* [TASK DESCRIPTION]:
Update the data below by changing every "formatted sample" to "formatted example", leaving the rest as it is.

Data items
--
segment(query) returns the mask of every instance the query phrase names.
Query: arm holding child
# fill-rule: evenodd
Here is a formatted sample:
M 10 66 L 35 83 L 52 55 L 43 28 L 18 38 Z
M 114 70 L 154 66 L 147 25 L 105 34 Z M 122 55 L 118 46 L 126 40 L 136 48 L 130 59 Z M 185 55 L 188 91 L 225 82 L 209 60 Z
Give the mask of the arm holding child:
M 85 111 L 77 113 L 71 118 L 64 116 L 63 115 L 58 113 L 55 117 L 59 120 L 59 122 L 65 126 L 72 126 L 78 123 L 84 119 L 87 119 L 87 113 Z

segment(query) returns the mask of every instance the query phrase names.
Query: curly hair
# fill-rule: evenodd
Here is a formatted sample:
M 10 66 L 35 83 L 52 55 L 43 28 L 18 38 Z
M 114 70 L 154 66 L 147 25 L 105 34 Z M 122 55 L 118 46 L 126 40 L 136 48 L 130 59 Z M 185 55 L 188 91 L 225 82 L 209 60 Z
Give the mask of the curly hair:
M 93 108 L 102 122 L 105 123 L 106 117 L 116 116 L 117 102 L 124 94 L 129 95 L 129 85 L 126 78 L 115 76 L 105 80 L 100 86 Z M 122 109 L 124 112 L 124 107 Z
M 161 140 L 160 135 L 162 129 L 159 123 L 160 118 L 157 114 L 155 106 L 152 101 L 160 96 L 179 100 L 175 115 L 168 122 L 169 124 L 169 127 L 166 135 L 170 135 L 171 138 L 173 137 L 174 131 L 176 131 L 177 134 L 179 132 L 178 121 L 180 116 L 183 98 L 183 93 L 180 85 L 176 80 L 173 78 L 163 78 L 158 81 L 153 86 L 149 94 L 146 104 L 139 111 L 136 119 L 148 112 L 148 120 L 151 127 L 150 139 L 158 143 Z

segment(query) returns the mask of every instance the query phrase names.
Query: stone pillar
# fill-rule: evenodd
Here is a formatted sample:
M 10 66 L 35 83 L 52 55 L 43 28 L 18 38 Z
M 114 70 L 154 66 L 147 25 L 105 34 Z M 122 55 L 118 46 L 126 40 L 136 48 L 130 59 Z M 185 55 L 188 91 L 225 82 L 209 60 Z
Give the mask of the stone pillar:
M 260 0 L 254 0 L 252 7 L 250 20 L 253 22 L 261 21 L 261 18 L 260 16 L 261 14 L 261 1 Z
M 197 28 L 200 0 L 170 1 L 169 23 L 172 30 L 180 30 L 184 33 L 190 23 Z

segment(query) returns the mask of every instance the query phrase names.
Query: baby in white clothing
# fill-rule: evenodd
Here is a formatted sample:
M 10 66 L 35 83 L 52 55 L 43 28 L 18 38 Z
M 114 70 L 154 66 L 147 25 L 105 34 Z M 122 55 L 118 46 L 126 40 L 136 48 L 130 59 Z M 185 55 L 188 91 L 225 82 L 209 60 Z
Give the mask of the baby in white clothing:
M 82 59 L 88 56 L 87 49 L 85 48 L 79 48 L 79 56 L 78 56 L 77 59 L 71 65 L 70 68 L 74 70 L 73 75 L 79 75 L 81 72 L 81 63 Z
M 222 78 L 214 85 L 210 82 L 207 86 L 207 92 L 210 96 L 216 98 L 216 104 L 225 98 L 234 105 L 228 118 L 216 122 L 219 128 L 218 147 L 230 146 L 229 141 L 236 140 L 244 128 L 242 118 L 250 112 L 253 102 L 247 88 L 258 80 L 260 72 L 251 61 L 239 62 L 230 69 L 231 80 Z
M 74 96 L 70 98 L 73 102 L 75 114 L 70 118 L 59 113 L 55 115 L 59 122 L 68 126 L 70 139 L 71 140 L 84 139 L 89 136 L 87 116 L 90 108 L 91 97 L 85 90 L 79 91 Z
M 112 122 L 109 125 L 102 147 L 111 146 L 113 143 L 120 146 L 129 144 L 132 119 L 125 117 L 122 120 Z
--
* [FULL ANSWER]:
segment(query) returns the mask of every instance the query phrase names.
Query: arm holding child
# fill-rule: evenodd
Here is a formatted example:
M 10 66 L 35 83 L 52 55 L 43 28 L 18 38 Z
M 114 70 L 154 66 L 147 25 L 105 34 Z M 122 55 L 118 46 L 126 40 L 136 48 L 130 59 Z M 185 55 L 188 91 L 225 82 L 209 60 Z
Give the mask of the arm holding child:
M 85 111 L 77 113 L 71 118 L 64 116 L 63 115 L 58 113 L 55 117 L 59 120 L 59 122 L 65 126 L 72 126 L 78 123 L 84 119 L 87 119 L 87 113 Z

segment(query) returns the mask of every instance the query phrase names.
Query: curly hair
# fill-rule: evenodd
Here is a formatted example:
M 10 66 L 35 83 L 52 55 L 43 28 L 18 38 Z
M 114 70 L 154 66 L 147 25 L 105 34 Z M 122 55 L 118 46 L 126 40 L 136 48 L 130 59 Z M 185 55 L 188 91 L 225 82 L 209 60 Z
Give the mask of the curly hair:
M 93 108 L 102 122 L 105 123 L 106 117 L 116 116 L 117 102 L 124 94 L 129 95 L 129 85 L 126 78 L 115 76 L 105 80 L 100 86 Z M 122 109 L 124 112 L 124 107 Z
M 161 140 L 160 135 L 162 129 L 159 123 L 160 118 L 157 114 L 155 106 L 152 101 L 160 96 L 179 100 L 175 115 L 168 122 L 169 124 L 169 127 L 166 135 L 170 135 L 171 138 L 173 137 L 174 131 L 176 131 L 177 134 L 179 132 L 178 121 L 180 116 L 183 98 L 183 93 L 180 85 L 176 80 L 173 78 L 163 78 L 158 81 L 153 86 L 149 94 L 146 104 L 139 111 L 136 119 L 148 112 L 148 120 L 151 127 L 150 139 L 158 143 Z

segment(query) returns the mask of every instance the query phrase names.
Query: stone pillar
# fill-rule: evenodd
Here is a formatted example:
M 10 66 L 35 83 L 52 55 L 43 28 L 18 38 Z
M 114 70 L 154 66 L 147 25 L 105 34 Z M 122 55 L 118 46 L 126 40 L 136 48 L 130 59 Z M 185 55 L 188 91 L 225 82 L 209 60 Z
Give the mask of the stone pillar:
M 260 0 L 254 0 L 252 7 L 250 20 L 253 22 L 261 21 L 261 18 L 260 16 L 261 14 L 261 1 Z
M 197 28 L 200 0 L 170 1 L 169 23 L 172 30 L 180 30 L 184 33 L 190 23 Z

segment(query) returns the mask of every instance the query phrase names.
Query: baby in white clothing
# fill-rule: evenodd
Here is a formatted example:
M 10 66 L 35 83 L 52 55 L 43 28 L 18 38 Z
M 114 70 L 154 66 L 147 25 L 105 34 Z M 122 55 L 118 46 L 126 40 L 136 48 L 130 59 Z M 185 55 L 188 91 L 225 82 L 209 60 Z
Give the mask of the baby in white clothing:
M 82 59 L 88 56 L 87 49 L 85 48 L 79 48 L 79 56 L 78 56 L 77 59 L 71 65 L 70 68 L 74 70 L 73 75 L 79 75 L 81 72 L 81 63 Z
M 222 78 L 214 85 L 210 82 L 207 86 L 207 92 L 210 96 L 216 98 L 216 104 L 225 98 L 234 105 L 228 118 L 216 122 L 219 128 L 218 147 L 230 146 L 229 141 L 236 140 L 244 128 L 242 118 L 250 112 L 253 102 L 247 88 L 258 80 L 260 72 L 251 61 L 239 62 L 230 69 L 231 80 Z
M 74 96 L 70 98 L 73 102 L 75 114 L 70 118 L 59 113 L 55 115 L 59 122 L 68 126 L 70 139 L 71 140 L 84 139 L 89 136 L 87 116 L 90 108 L 91 97 L 85 90 L 79 91 Z
M 112 122 L 109 125 L 102 147 L 111 146 L 113 143 L 120 146 L 129 144 L 132 119 L 125 117 L 122 120 Z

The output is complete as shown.